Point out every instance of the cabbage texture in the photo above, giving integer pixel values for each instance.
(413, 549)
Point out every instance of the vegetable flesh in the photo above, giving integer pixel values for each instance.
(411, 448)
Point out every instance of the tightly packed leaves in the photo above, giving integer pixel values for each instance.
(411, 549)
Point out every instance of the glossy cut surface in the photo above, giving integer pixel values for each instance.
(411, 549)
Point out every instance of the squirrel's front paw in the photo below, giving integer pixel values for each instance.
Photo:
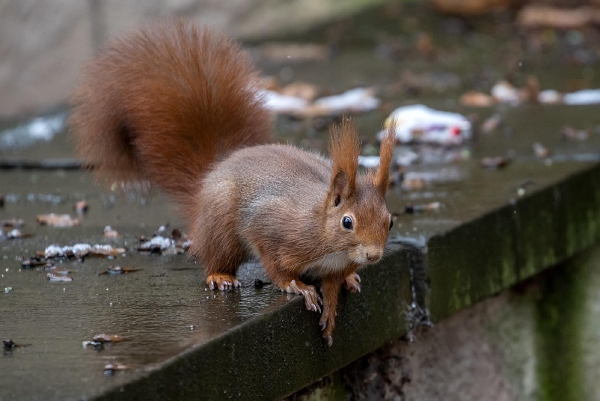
(312, 300)
(352, 282)
(327, 324)
(222, 281)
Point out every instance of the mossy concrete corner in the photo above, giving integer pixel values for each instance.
(508, 245)
(282, 351)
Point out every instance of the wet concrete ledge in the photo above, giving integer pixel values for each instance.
(281, 351)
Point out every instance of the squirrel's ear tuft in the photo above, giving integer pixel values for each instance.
(344, 149)
(388, 141)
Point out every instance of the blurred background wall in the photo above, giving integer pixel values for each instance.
(44, 43)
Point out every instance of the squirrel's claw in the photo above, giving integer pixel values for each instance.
(312, 300)
(352, 282)
(223, 282)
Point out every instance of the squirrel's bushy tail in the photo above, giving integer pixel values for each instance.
(162, 103)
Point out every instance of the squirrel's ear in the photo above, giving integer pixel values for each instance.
(344, 149)
(388, 141)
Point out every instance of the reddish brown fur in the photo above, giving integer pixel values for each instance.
(155, 100)
(380, 180)
(177, 106)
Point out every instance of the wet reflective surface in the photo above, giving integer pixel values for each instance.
(165, 308)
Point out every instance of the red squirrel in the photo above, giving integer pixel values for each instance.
(179, 107)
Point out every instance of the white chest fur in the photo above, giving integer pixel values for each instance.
(327, 264)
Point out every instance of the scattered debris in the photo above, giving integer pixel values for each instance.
(298, 52)
(582, 97)
(111, 368)
(429, 207)
(10, 345)
(571, 133)
(437, 82)
(258, 283)
(41, 128)
(110, 233)
(33, 262)
(81, 207)
(43, 164)
(477, 99)
(58, 278)
(14, 233)
(354, 100)
(119, 270)
(177, 244)
(467, 8)
(105, 338)
(15, 223)
(81, 250)
(491, 124)
(284, 104)
(545, 16)
(58, 220)
(97, 345)
(550, 96)
(504, 92)
(351, 101)
(541, 151)
(418, 123)
(368, 161)
(302, 90)
(494, 162)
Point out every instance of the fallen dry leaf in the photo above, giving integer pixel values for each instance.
(105, 338)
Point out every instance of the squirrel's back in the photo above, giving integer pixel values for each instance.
(163, 103)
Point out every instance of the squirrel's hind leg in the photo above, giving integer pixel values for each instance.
(216, 244)
(290, 283)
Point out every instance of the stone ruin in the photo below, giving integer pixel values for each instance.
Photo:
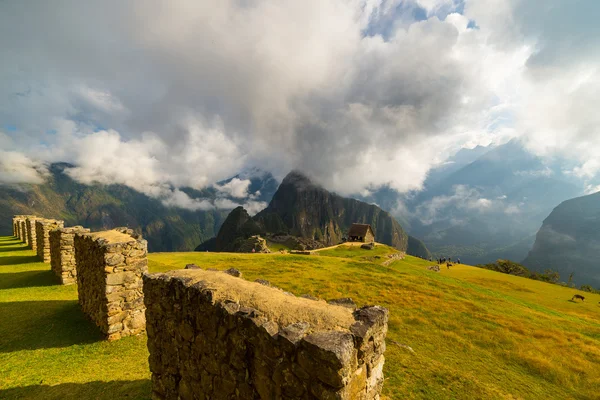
(62, 253)
(214, 336)
(42, 236)
(109, 267)
(31, 231)
(17, 231)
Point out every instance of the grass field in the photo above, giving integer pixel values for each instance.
(476, 334)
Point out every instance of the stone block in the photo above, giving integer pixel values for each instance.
(109, 288)
(213, 335)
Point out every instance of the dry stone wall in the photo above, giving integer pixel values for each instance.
(215, 336)
(42, 233)
(17, 231)
(31, 231)
(24, 232)
(62, 253)
(109, 268)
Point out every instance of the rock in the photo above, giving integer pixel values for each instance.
(234, 272)
(344, 302)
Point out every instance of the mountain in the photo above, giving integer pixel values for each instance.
(569, 241)
(303, 209)
(487, 203)
(107, 206)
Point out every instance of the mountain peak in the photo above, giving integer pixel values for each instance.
(297, 179)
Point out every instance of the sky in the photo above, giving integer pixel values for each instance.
(357, 94)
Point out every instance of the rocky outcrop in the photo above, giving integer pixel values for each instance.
(42, 229)
(302, 208)
(214, 336)
(110, 265)
(62, 253)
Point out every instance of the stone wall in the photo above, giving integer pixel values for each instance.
(23, 231)
(110, 266)
(31, 231)
(214, 336)
(62, 253)
(17, 231)
(42, 233)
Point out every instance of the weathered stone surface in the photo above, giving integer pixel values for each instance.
(109, 269)
(214, 336)
(43, 227)
(20, 227)
(344, 302)
(62, 253)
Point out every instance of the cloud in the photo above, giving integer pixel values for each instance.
(465, 198)
(18, 168)
(236, 187)
(356, 93)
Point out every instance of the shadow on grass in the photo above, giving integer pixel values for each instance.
(139, 389)
(25, 279)
(30, 325)
(16, 260)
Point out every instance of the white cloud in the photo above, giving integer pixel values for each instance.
(189, 94)
(18, 168)
(236, 187)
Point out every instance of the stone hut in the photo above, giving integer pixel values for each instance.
(42, 233)
(361, 233)
(215, 336)
(31, 231)
(110, 265)
(62, 253)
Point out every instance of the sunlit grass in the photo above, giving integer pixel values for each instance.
(475, 333)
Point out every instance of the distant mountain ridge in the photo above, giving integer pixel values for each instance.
(486, 203)
(569, 241)
(108, 206)
(302, 208)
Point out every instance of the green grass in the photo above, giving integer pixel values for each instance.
(476, 334)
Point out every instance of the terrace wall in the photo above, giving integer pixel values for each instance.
(42, 233)
(62, 253)
(214, 336)
(109, 268)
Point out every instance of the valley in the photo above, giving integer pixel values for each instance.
(473, 333)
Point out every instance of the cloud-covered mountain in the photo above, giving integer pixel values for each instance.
(569, 241)
(98, 206)
(359, 94)
(488, 203)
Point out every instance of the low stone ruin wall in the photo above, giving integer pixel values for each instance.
(31, 231)
(214, 336)
(17, 231)
(110, 266)
(62, 253)
(24, 232)
(42, 233)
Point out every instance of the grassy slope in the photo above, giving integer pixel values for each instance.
(475, 333)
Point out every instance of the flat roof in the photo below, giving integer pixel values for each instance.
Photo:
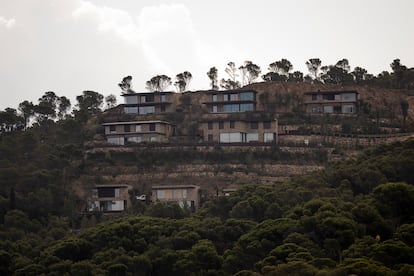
(332, 92)
(230, 91)
(148, 93)
(111, 186)
(157, 187)
(135, 123)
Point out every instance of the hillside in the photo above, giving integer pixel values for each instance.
(352, 218)
(49, 170)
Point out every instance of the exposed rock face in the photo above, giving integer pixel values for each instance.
(209, 177)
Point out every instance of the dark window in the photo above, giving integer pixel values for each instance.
(337, 109)
(150, 98)
(329, 97)
(106, 192)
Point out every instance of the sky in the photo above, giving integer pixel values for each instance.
(69, 46)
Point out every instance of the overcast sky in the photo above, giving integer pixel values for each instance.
(68, 46)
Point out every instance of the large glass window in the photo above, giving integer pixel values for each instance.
(246, 107)
(231, 137)
(234, 97)
(252, 137)
(268, 137)
(176, 194)
(146, 110)
(131, 110)
(116, 140)
(348, 109)
(329, 97)
(349, 97)
(328, 109)
(160, 194)
(150, 98)
(247, 96)
(134, 139)
(133, 99)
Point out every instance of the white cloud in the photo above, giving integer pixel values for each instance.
(108, 19)
(8, 23)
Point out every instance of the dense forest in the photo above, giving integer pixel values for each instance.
(353, 217)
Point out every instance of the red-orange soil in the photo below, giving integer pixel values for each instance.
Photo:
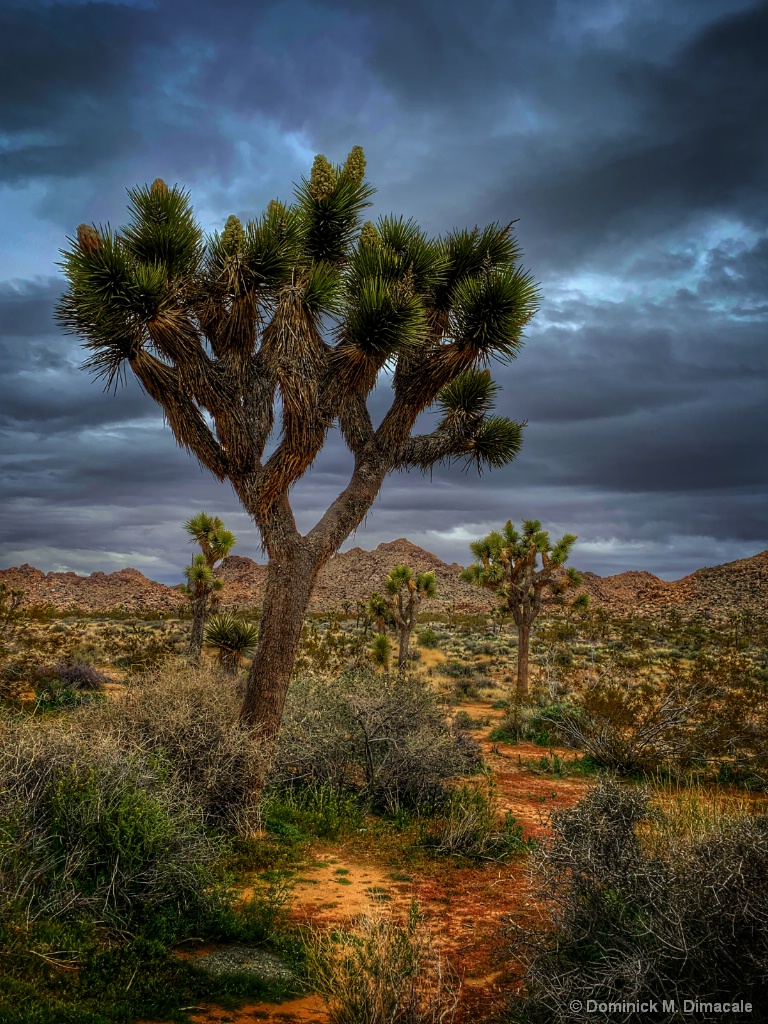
(465, 906)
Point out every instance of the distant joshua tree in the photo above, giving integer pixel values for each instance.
(202, 586)
(507, 563)
(381, 650)
(406, 594)
(282, 329)
(378, 611)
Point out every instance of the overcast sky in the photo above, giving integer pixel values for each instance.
(630, 140)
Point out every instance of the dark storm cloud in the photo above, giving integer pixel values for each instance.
(42, 387)
(624, 136)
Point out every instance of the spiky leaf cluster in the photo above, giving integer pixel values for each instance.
(231, 635)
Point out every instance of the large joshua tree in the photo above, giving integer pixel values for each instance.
++++
ACTION ITEM:
Each line from the first line of the listing through the line with "Point out every instance of the squirrel's front" must be output exactly, both ends included, and no other line may appear.

EXERCISE OUTPUT:
Point out every instance of the cabbage texture in the photo above, giving integer pixel values for each instance.
(413, 549)
Point out every instance of the vegetable flesh in the photo above, giving integer pixel values for each instance.
(411, 448)
Point out every instance of the tightly packed leaves in the photo above, giving integer pixel values for each instance.
(411, 549)
Point out every instance of the glossy cut surface in the photo above, giving integer pixel values for each instance.
(411, 549)
Point out every instance of the squirrel's front paw in the photo below, giving integer pixel values for each instance.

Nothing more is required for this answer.